# [Exercise requirements]
Pull out each line from the items below that contains the word "flower", and copy those lines unchanged.

# [Data excerpts]
--- Begin ---

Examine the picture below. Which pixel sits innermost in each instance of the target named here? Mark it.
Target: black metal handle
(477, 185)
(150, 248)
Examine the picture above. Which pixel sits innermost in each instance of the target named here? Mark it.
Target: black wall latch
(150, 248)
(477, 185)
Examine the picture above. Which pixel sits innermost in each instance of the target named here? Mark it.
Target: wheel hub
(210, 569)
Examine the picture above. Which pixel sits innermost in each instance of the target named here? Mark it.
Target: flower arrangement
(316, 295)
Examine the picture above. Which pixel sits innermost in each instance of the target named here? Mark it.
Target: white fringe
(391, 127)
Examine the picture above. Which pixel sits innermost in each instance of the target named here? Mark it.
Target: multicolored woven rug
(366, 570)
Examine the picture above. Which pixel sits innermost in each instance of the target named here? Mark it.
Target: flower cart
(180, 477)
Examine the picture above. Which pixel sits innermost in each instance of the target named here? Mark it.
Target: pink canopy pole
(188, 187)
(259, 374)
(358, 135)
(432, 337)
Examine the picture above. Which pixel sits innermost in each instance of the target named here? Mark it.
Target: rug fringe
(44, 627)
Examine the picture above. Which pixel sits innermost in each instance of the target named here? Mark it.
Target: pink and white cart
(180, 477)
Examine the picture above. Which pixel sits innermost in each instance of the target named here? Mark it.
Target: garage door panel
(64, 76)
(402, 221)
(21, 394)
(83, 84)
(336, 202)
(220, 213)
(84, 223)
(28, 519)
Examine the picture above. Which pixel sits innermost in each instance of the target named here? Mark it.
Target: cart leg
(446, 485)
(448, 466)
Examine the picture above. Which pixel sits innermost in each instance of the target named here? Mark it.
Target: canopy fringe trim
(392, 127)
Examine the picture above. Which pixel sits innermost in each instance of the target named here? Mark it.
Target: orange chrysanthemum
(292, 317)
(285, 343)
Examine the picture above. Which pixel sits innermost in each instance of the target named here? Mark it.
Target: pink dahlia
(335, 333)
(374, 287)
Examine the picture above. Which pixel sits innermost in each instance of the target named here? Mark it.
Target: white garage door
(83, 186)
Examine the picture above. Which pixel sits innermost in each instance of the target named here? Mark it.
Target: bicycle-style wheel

--- End ---

# [In response]
Target: flower arrangement
Target: flower cart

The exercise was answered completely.